SET EXERCISE: Starting at the line that contains "In this exercise you will tag the tall", transcribe every remaining line of the entries exactly, including the last one.
-*-
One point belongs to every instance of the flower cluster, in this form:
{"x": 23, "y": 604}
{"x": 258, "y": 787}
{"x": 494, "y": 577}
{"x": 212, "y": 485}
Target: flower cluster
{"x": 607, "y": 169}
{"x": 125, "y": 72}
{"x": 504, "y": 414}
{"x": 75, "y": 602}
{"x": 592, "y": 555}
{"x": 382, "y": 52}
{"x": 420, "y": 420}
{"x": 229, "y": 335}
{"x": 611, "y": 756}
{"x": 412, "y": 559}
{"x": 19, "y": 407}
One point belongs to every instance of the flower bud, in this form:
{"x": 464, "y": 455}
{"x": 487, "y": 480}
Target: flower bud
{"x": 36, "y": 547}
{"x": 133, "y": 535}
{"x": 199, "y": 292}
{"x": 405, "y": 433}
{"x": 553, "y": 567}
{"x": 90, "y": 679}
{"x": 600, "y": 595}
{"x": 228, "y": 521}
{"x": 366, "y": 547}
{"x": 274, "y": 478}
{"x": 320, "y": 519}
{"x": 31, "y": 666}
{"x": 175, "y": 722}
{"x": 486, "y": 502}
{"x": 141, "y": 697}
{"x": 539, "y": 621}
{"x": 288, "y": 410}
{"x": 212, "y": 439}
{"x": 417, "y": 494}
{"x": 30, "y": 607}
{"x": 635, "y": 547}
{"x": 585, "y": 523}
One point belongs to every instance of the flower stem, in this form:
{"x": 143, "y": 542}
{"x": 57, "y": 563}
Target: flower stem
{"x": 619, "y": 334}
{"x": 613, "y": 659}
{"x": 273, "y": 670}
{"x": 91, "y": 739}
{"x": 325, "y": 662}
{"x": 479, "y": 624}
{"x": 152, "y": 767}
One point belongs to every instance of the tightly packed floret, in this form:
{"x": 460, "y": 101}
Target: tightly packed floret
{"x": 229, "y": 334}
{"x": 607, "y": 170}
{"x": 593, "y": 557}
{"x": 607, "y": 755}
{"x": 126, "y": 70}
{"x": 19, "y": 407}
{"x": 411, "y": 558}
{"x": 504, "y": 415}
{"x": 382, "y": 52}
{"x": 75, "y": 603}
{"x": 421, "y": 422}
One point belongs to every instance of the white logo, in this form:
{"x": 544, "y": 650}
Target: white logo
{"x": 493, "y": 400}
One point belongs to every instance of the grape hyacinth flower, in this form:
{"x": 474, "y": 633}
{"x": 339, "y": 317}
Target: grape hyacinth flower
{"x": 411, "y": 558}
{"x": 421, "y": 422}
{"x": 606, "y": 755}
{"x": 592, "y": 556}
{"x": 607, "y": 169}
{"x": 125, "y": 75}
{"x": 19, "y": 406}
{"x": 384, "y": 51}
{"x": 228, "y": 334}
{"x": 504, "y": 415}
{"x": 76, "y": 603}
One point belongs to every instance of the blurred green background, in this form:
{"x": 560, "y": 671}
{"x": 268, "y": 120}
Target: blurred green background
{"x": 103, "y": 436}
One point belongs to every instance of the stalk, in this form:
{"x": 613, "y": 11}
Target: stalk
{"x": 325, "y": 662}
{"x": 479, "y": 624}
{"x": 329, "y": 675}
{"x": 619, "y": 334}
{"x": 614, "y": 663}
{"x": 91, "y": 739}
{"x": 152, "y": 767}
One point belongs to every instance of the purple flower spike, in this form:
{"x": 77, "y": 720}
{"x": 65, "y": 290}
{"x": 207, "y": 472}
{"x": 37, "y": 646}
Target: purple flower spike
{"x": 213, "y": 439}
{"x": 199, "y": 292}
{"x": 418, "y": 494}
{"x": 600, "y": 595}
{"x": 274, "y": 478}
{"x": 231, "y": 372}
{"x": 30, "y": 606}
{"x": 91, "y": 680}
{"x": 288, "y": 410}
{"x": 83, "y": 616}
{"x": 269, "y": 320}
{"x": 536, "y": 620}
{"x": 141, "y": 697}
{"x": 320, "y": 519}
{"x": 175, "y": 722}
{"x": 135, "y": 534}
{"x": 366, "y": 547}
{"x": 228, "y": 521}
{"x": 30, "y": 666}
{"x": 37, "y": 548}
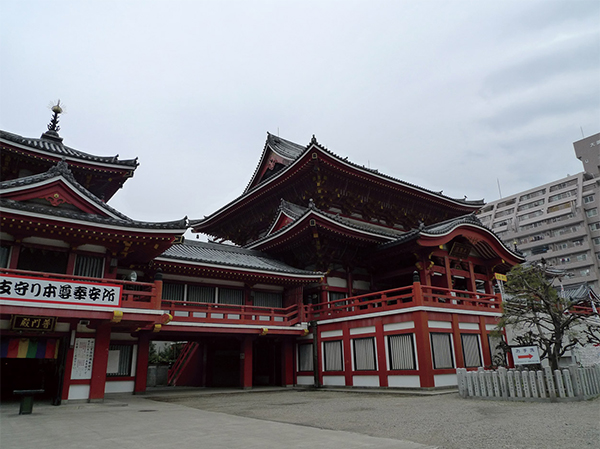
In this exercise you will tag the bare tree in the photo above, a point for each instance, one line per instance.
(543, 316)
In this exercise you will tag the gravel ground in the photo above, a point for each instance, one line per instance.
(445, 420)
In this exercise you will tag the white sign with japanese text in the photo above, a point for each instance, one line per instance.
(83, 358)
(58, 291)
(525, 355)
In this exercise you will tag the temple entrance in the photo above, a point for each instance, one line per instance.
(266, 362)
(223, 362)
(31, 364)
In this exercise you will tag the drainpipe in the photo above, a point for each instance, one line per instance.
(313, 325)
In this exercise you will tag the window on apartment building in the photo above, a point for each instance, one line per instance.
(530, 205)
(528, 196)
(231, 296)
(471, 350)
(332, 353)
(496, 353)
(506, 203)
(441, 348)
(563, 185)
(268, 299)
(173, 292)
(119, 360)
(89, 266)
(530, 215)
(560, 246)
(305, 357)
(364, 354)
(401, 349)
(560, 196)
(4, 256)
(201, 293)
(559, 207)
(504, 213)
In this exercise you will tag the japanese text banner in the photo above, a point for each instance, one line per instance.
(58, 291)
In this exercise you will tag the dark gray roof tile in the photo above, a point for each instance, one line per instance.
(231, 256)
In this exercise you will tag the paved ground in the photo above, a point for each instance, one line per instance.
(301, 419)
(445, 420)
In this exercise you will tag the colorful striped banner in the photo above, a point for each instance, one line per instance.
(29, 348)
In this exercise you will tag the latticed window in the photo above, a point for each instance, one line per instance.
(89, 266)
(173, 292)
(332, 352)
(231, 296)
(268, 299)
(402, 352)
(4, 254)
(119, 360)
(441, 347)
(197, 293)
(305, 357)
(471, 350)
(364, 354)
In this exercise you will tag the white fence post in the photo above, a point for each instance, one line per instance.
(550, 383)
(559, 383)
(496, 382)
(518, 384)
(511, 384)
(568, 384)
(525, 379)
(488, 384)
(532, 384)
(470, 384)
(541, 384)
(576, 380)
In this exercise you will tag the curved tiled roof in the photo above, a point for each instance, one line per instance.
(295, 211)
(55, 147)
(232, 256)
(92, 218)
(62, 170)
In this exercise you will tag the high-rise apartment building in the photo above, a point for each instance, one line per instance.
(558, 221)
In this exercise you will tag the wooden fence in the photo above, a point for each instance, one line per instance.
(572, 384)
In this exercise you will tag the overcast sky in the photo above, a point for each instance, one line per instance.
(448, 95)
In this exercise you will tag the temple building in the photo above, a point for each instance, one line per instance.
(322, 272)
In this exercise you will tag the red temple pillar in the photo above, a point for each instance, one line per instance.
(14, 256)
(141, 369)
(485, 344)
(424, 350)
(458, 353)
(246, 365)
(287, 365)
(381, 357)
(100, 362)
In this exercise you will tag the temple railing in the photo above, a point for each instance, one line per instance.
(138, 295)
(402, 298)
(240, 314)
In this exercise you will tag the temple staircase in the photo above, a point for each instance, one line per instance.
(183, 359)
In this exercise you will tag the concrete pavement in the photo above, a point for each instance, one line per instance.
(136, 422)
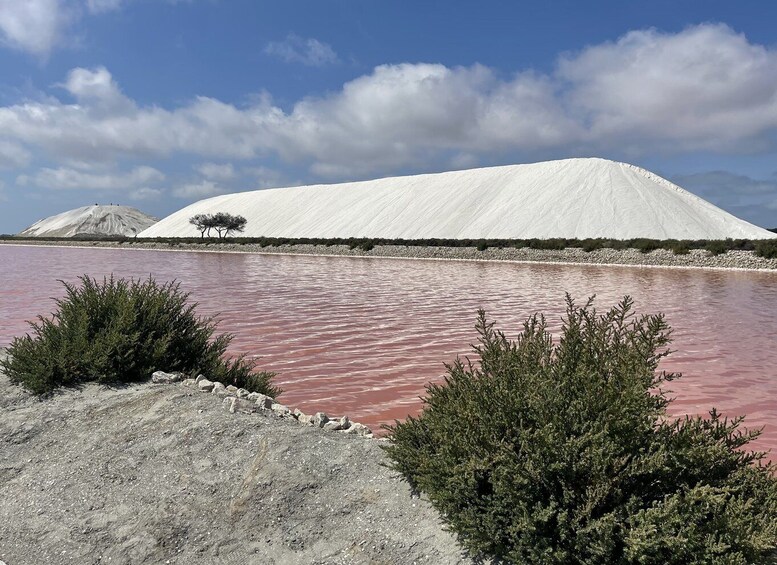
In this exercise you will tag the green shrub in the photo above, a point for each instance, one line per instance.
(122, 331)
(717, 247)
(590, 245)
(680, 247)
(562, 453)
(766, 248)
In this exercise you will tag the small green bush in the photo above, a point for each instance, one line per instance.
(766, 248)
(680, 247)
(122, 331)
(717, 247)
(562, 453)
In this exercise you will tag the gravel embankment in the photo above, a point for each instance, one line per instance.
(697, 258)
(165, 474)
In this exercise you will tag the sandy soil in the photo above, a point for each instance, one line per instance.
(164, 474)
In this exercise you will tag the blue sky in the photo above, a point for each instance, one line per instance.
(158, 103)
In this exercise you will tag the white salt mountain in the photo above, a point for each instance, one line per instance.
(93, 220)
(571, 198)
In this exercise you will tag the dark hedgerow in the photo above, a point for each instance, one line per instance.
(766, 248)
(122, 331)
(562, 453)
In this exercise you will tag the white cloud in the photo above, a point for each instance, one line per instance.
(295, 49)
(72, 179)
(215, 171)
(13, 155)
(198, 190)
(705, 88)
(265, 177)
(33, 25)
(98, 6)
(146, 193)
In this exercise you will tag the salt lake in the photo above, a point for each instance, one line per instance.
(363, 336)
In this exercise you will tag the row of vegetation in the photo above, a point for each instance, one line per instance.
(537, 451)
(763, 248)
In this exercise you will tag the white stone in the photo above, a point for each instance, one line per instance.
(332, 426)
(359, 430)
(234, 404)
(205, 385)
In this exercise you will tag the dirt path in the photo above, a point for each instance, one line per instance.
(164, 474)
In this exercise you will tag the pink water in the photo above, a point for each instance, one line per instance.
(363, 336)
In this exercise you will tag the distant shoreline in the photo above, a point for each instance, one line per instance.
(694, 259)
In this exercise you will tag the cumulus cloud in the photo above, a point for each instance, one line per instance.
(196, 190)
(295, 49)
(146, 193)
(215, 171)
(13, 155)
(703, 89)
(73, 179)
(265, 177)
(98, 6)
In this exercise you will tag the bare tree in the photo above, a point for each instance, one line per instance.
(222, 222)
(203, 223)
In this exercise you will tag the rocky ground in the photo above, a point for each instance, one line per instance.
(165, 473)
(697, 258)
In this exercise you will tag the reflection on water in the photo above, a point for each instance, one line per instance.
(363, 336)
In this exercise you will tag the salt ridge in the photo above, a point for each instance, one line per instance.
(92, 220)
(571, 198)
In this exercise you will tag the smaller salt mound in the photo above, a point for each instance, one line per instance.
(92, 220)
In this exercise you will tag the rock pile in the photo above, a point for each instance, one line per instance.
(240, 400)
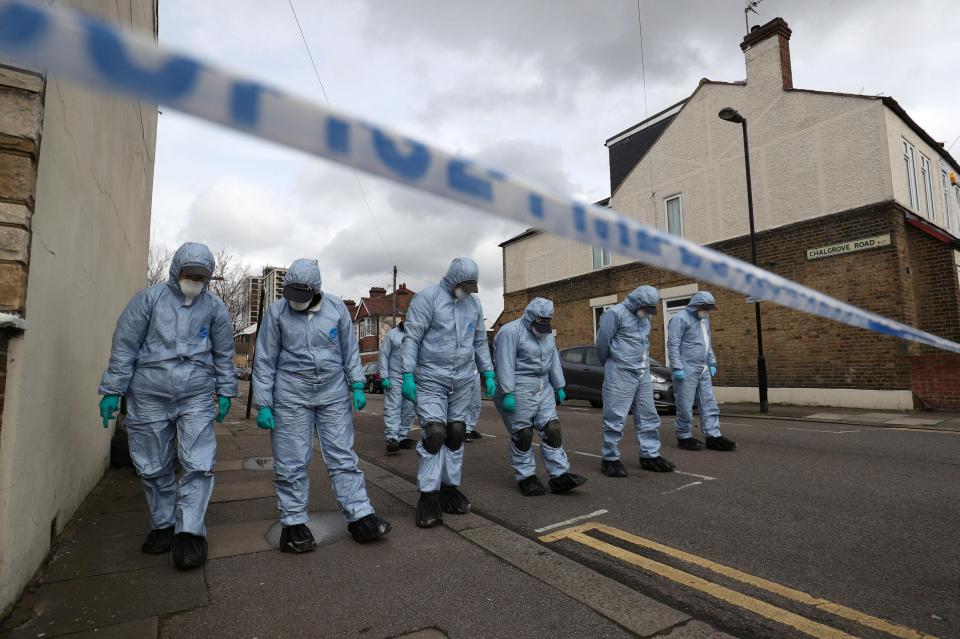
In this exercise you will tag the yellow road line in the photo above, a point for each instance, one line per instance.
(762, 608)
(903, 632)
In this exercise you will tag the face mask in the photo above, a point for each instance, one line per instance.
(190, 289)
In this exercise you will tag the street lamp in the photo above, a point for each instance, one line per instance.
(730, 115)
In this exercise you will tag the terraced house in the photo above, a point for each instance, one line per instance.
(853, 198)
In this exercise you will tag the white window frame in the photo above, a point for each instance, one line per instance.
(926, 178)
(368, 327)
(602, 257)
(666, 211)
(910, 163)
(596, 317)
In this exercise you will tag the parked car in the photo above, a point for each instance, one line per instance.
(372, 374)
(584, 375)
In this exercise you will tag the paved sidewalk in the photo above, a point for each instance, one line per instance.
(469, 578)
(862, 417)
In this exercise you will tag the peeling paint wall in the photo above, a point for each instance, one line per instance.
(89, 233)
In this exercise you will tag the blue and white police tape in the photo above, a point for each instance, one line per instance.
(89, 51)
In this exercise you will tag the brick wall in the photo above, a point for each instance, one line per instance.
(802, 351)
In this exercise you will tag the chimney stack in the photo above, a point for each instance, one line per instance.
(767, 52)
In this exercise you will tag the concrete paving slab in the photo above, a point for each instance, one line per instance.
(139, 629)
(227, 465)
(327, 527)
(615, 601)
(238, 539)
(99, 557)
(828, 417)
(913, 421)
(237, 491)
(874, 418)
(696, 630)
(83, 604)
(107, 526)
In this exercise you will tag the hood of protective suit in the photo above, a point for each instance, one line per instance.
(304, 271)
(641, 296)
(462, 269)
(538, 307)
(190, 254)
(701, 299)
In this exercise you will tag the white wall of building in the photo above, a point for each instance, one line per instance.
(88, 256)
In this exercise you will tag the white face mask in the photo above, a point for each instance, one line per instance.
(190, 289)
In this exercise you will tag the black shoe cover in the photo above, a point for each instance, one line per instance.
(531, 486)
(690, 443)
(297, 539)
(159, 541)
(368, 528)
(613, 468)
(189, 551)
(452, 501)
(721, 443)
(657, 464)
(428, 510)
(566, 482)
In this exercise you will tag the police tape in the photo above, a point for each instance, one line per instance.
(89, 51)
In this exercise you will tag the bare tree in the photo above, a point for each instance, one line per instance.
(229, 283)
(158, 264)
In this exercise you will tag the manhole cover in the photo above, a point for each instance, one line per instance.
(327, 527)
(258, 463)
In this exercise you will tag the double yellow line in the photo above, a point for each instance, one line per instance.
(762, 608)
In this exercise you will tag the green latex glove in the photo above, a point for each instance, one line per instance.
(409, 387)
(509, 403)
(109, 405)
(359, 399)
(223, 407)
(489, 381)
(265, 417)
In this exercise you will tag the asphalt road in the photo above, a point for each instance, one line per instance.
(864, 519)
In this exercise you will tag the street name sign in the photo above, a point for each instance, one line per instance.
(848, 247)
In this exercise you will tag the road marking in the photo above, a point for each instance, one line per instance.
(691, 484)
(703, 477)
(832, 432)
(577, 533)
(596, 513)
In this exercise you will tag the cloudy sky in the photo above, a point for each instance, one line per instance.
(532, 86)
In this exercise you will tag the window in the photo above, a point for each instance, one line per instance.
(597, 312)
(926, 179)
(368, 327)
(601, 257)
(910, 162)
(590, 357)
(674, 208)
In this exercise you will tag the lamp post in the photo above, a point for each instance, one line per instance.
(730, 115)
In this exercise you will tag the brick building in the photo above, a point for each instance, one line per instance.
(373, 318)
(828, 170)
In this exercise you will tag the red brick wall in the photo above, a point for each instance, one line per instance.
(801, 350)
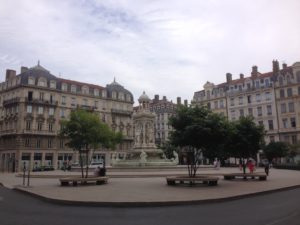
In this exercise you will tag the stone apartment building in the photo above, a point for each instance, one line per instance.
(272, 98)
(33, 103)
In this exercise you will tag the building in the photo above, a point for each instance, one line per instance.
(33, 103)
(272, 98)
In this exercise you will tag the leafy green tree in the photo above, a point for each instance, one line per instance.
(85, 132)
(276, 150)
(198, 131)
(246, 138)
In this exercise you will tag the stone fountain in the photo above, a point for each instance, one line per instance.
(144, 153)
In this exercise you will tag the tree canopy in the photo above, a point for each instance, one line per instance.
(197, 130)
(84, 131)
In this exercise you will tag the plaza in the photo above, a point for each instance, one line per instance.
(147, 187)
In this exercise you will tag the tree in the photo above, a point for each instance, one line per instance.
(276, 150)
(198, 131)
(85, 132)
(246, 138)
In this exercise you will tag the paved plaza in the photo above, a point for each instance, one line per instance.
(138, 187)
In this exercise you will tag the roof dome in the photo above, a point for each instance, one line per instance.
(144, 98)
(115, 86)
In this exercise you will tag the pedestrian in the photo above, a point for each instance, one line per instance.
(97, 172)
(267, 167)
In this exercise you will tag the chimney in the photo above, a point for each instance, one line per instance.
(284, 65)
(23, 69)
(254, 71)
(10, 74)
(178, 101)
(185, 102)
(228, 77)
(275, 66)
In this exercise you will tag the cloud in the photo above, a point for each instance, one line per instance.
(163, 47)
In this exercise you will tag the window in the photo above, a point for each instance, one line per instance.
(240, 100)
(269, 109)
(281, 93)
(291, 107)
(49, 143)
(28, 125)
(289, 92)
(40, 126)
(221, 103)
(31, 80)
(51, 111)
(268, 96)
(62, 113)
(270, 123)
(38, 143)
(63, 100)
(64, 87)
(258, 98)
(250, 111)
(232, 102)
(29, 109)
(294, 139)
(73, 88)
(283, 108)
(40, 110)
(96, 92)
(42, 96)
(293, 122)
(52, 84)
(73, 102)
(249, 98)
(216, 104)
(259, 111)
(241, 113)
(285, 123)
(50, 126)
(27, 142)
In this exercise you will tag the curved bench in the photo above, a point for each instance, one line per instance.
(259, 176)
(210, 181)
(75, 180)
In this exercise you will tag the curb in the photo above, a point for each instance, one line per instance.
(151, 204)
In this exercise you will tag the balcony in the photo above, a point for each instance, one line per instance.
(8, 132)
(121, 112)
(41, 102)
(40, 132)
(12, 101)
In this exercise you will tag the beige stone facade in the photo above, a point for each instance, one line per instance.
(271, 98)
(33, 103)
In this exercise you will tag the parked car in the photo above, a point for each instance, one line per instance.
(95, 164)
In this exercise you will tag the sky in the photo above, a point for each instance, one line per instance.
(166, 47)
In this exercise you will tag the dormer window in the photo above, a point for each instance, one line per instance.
(52, 84)
(42, 82)
(64, 87)
(31, 81)
(73, 88)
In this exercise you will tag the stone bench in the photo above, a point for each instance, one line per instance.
(210, 181)
(75, 180)
(231, 176)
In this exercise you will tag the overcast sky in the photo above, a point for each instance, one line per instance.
(165, 47)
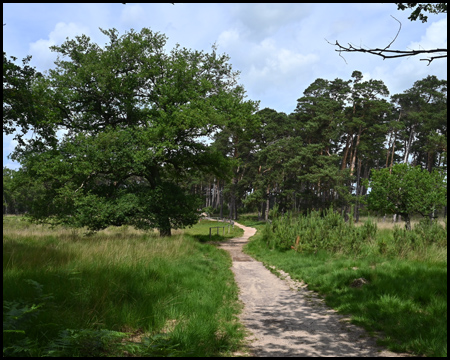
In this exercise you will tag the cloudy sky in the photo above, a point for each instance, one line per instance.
(280, 49)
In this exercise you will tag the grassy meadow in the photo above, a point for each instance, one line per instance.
(404, 300)
(118, 292)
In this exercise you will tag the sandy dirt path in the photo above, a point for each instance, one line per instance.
(286, 319)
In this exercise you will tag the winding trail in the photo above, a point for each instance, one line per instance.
(286, 319)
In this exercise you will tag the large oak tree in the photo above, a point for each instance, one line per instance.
(135, 120)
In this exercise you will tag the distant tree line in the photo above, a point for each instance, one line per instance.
(322, 153)
(133, 134)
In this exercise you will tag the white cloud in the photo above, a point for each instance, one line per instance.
(132, 15)
(43, 57)
(435, 37)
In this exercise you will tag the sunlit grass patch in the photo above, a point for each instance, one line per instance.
(176, 292)
(404, 300)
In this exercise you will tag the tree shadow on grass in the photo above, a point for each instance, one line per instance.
(31, 256)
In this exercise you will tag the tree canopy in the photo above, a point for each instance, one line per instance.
(135, 122)
(406, 190)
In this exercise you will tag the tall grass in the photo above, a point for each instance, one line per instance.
(404, 300)
(117, 292)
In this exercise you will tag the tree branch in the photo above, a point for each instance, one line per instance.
(385, 53)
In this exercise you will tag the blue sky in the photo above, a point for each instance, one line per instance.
(280, 49)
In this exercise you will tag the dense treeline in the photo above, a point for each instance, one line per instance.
(319, 155)
(132, 134)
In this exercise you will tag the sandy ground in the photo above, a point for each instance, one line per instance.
(285, 319)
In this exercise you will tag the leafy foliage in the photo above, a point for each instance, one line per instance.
(407, 190)
(136, 120)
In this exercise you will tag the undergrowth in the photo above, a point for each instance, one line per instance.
(119, 292)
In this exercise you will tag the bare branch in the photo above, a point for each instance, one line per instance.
(386, 53)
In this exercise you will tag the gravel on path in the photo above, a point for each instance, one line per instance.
(285, 319)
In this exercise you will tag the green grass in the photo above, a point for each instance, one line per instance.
(155, 296)
(405, 302)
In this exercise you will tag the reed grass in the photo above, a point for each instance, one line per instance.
(404, 302)
(159, 296)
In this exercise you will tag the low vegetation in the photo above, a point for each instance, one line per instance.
(401, 295)
(118, 292)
-*-
FINAL RESULT:
In this exercise you will tag the tall grass in the photo above, a point for each instance, one line per instance.
(404, 300)
(117, 292)
In this exercise you will tag the tree branch in the photo above, a point for each instance, one line per instance.
(385, 53)
In this exercise you will tag the blue sky in the photo above, a point for each instance, one line per instance.
(280, 49)
In this exercise you will tag the dense treeline in the photo above, a point for each instance, one line per instance.
(319, 155)
(132, 134)
In this exercise you will tag the sandy ground in the photo above, a point for each instance, one line per instance.
(285, 319)
In this exercise you will tag the leafy foliage in the photo above, a point for each instance, one line per instance.
(407, 190)
(136, 120)
In this exercise you will tag the undergrowth in the photo above, a point for each instance, one line per instance.
(119, 292)
In this exercise you will tag the bare branch in the photo above, a point for each instance, one line per instance.
(386, 53)
In this exercise you will tag the gravel on path in the photo above, a point for each instance, one line per instance.
(285, 319)
In this exercise you will tag the green grass in the photo above, a point for each instance, one line per instance.
(155, 296)
(405, 302)
In this exercise you will tag the reed grass in the photo above, a point for each instance, one line per instance.
(404, 302)
(159, 296)
In this exercise you will tag the low vegetation in the photo above, a point for each instance, one line per instance.
(401, 295)
(118, 292)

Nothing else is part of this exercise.